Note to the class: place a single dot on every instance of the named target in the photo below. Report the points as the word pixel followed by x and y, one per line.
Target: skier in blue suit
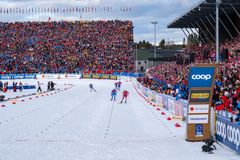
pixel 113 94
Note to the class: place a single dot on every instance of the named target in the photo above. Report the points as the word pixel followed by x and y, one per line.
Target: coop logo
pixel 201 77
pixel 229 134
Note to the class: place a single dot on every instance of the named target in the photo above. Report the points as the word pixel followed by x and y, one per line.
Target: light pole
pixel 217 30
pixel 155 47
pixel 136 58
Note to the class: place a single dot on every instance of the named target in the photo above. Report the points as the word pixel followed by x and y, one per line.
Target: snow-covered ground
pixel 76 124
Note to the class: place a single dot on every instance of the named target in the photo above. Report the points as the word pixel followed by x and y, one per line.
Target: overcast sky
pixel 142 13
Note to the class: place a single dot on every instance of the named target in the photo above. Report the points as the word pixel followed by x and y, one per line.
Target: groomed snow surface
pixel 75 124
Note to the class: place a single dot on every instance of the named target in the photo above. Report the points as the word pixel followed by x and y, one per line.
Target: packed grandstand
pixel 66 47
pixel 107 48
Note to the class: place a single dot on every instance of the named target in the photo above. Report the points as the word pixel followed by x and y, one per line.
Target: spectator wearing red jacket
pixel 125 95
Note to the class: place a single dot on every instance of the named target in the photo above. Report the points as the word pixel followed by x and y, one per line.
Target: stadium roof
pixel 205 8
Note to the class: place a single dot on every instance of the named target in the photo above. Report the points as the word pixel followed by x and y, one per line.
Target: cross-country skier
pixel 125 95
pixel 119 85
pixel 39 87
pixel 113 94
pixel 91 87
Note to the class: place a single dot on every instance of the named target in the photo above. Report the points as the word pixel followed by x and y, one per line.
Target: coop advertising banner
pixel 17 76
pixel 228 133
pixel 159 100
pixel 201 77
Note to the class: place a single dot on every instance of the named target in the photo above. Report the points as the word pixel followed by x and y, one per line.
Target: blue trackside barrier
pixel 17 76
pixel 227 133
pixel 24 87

_AIM OF THE EXERCISE_. Write the records out again in full, exactly, and skip every picture.

_WRITTEN REPLY_.
Note to the class: place a single dot on every instance of the named target in the photo below. Report the points as the word pixel followed by x and y, one per line.
Target: skier in blue suit
pixel 113 94
Note to the class: place a single dot on every instance of the named target in the photo above. Report the points as the word pixel followed by x and y, one per line.
Target: coop logo
pixel 201 77
pixel 229 134
Note to the class: place a single dot on every instance of the named target in the photo above. Report the points as the word pixel followed by x and y, one per line.
Target: light pole
pixel 217 30
pixel 155 47
pixel 136 58
Note to the class: place a single dot on every instance of the named target in the photo above. Report the points as the word pixel followed by x and y, one per line.
Target: snow-covered ground
pixel 76 124
Note to the class: place a single dot on every instance of the named target in the photo above. Report the points as the word pixel followed by x and y, one per line.
Target: overcast sky
pixel 142 13
Note to the class: place a single dot on every instance of the named target in the photo above. Report the points as the word pixel followed by x and y, one per line.
Target: groomed snow surface
pixel 75 124
Note to the class: place a single dot on every instance of the named target in the photo above. Report the points as the word pixel followed by x and y, one per line.
Target: packed grandstand
pixel 66 47
pixel 107 48
Note to the class: place a single dot on every instance of the named target in the photo above. Report the points as the word pixel followed by x and y, one per line.
Target: spectator wearing red jacket
pixel 125 95
Note to the class: place a single dot on every instance of the named target in the photo above. Report the points as the word pixel followed by x and y, one per line.
Target: stadium roof
pixel 205 8
Note to the class: place a single dot on every instance of the named target in the photo above. Report the points as the word pixel followed by x and y, one per line.
Target: cross-country skier
pixel 125 95
pixel 119 85
pixel 39 87
pixel 113 94
pixel 91 87
Note to the class: place a single dot on every instance of the named target in the photo above. Report the points as the word pixel followed by x and y, one per line.
Target: coop advertising banner
pixel 17 76
pixel 228 133
pixel 159 100
pixel 201 77
Note to the class: place a single dot on every instance of the named target in the photo above. Report the points as the word pixel followed by x and y, one per line.
Target: blue trackside barrier
pixel 17 76
pixel 227 133
pixel 24 87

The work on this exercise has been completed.